Task brief
Reproduce the lines below with every occurrence of "with a single point" switched to "with one point", changing nothing else and omitting the pictures.
• • • • • • •
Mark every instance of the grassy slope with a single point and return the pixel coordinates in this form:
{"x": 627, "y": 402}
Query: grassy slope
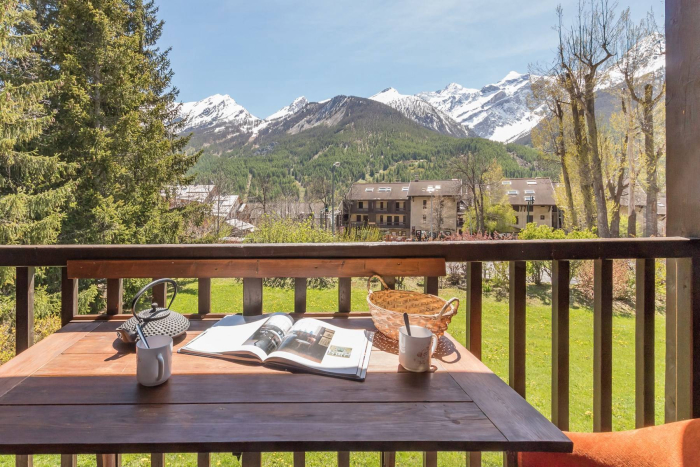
{"x": 227, "y": 298}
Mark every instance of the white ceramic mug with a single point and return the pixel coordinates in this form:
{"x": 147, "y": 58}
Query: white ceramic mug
{"x": 154, "y": 364}
{"x": 416, "y": 350}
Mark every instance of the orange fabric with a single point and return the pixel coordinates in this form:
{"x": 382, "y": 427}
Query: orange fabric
{"x": 672, "y": 445}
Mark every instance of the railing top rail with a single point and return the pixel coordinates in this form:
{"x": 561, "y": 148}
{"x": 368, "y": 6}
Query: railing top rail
• • • • • • •
Answer to the task
Mark every instance of the grassy slope with one point and return the pixel coordinates in this form:
{"x": 627, "y": 402}
Query: grassy slope
{"x": 227, "y": 298}
Mark every instance of the white ceramic mug with one point and return the pixel coordinates in this form:
{"x": 147, "y": 58}
Query: white ceramic mug
{"x": 154, "y": 364}
{"x": 416, "y": 350}
Mark every instance of the orange fabric with one point and return the pixel coordinates in this form:
{"x": 382, "y": 427}
Query: orange fabric
{"x": 672, "y": 445}
Mark every instance of the railing top rail with one point and return the pixel coordinates in this form:
{"x": 561, "y": 148}
{"x": 368, "y": 6}
Query: railing top rail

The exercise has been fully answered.